TEXT PROVIDED:
## START
While Pierre's dissertation mainly tried
to explain why pupils experienced problems in geometry
education (in this respect it was
explanatory and
descriptive), Dina's
dissertation was about a teaching experiment and in that
sense is more prescriptive
regarding the ordering of geometry content and learning
activities of pupils. The most obvious characteristic of the
theory is the distinction of five discrete thought levels in
respect to the development of pupils' understanding of
geometry. Four important characteristics of the theory are
summarised as follows by Usiskin (1982:4):
fixed order - The
order in which pupils progress through the thought levels
is invariant. In other words, a pupil cannot be at level
n without having passed through level
n-1.
adjacency - At each level
of thought that which was intrinsic in the preceding
level becomes extrinsic in the current level.
distinction - Each level
has its own linguistic symbols and own network of
relationships connecting those symbols.
separation - Two persons
who reason at different levels cannot understand each
other.
The main reason for the failure of the traditional
geometry curriculum was attributed by the Van Hieles to the
fact that the curriculum was presented at a higher level
than those of the pupils; in other words they could not
understand the teacher nor could the teacher understand why
they could not understand! Although the Van Hiele theory
distinguishes between five different levels of thought, we
shall here only focus on the first four levels as they are
the most pertinent ones for our secondary school geometry.
The general characteristics of each level can be described
as follows:
Level 1:
Recognition
Pupils visually recognize figures by their global
appearance. They recognize triangles, squars,
parallelograms, and so forth by their shape, but they do
not explicitly identify the properties of these
figures.
## END
INFORMATION SHOWN:
## START
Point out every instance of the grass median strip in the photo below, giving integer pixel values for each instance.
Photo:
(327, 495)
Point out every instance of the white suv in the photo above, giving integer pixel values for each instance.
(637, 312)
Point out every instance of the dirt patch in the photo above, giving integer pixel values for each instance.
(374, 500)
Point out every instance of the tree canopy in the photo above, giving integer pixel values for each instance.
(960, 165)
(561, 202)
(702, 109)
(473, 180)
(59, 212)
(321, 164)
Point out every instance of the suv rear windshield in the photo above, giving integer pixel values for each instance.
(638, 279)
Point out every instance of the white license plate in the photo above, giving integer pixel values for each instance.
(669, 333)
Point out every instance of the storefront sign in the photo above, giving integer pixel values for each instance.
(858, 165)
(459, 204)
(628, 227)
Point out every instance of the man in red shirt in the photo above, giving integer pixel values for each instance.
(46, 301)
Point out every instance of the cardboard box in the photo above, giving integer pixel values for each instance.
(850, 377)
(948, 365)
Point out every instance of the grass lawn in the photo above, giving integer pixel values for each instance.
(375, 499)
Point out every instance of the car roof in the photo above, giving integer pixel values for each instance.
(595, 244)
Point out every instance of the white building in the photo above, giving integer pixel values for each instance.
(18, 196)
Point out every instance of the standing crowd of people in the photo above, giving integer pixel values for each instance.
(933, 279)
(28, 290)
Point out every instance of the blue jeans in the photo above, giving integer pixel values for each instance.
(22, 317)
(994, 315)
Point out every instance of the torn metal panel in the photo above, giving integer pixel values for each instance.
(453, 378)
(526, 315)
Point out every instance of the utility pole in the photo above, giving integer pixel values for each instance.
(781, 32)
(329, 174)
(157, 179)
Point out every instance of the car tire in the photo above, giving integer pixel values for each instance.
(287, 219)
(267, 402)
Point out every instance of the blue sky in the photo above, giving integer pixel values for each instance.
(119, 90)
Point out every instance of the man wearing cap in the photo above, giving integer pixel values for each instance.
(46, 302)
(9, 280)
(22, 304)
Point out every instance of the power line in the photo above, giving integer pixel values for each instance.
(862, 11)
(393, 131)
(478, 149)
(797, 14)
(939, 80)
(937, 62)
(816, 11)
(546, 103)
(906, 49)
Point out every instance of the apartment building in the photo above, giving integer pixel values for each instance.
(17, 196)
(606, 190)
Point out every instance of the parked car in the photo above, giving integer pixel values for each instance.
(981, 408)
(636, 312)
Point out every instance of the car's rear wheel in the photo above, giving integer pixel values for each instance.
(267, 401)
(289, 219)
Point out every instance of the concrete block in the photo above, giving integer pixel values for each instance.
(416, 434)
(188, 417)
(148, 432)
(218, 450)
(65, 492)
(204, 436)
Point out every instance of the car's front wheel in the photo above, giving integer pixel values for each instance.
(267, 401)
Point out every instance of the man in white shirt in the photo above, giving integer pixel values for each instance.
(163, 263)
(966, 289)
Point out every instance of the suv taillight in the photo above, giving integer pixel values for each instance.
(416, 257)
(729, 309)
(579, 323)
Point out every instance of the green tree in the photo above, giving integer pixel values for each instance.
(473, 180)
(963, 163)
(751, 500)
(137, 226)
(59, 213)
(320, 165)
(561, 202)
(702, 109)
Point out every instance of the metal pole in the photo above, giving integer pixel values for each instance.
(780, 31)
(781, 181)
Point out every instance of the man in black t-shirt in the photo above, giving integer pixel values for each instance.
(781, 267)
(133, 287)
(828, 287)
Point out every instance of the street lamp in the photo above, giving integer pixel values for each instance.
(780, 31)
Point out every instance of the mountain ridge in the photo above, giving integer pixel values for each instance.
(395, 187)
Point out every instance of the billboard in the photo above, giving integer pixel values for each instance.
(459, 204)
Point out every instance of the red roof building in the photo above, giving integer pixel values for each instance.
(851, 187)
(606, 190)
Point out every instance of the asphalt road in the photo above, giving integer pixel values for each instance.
## END
WRITTEN TASK: Reproduce the stretch of the Van Hiele theory text above from "adjacency - At" through "connecting those symbols.".

IN RESPONSE:
adjacency - At each level
of thought that which was intrinsic in the preceding
level becomes extrinsic in the current level.
distinction - Each level
has its own linguistic symbols and own network of
relationships connecting those symbols.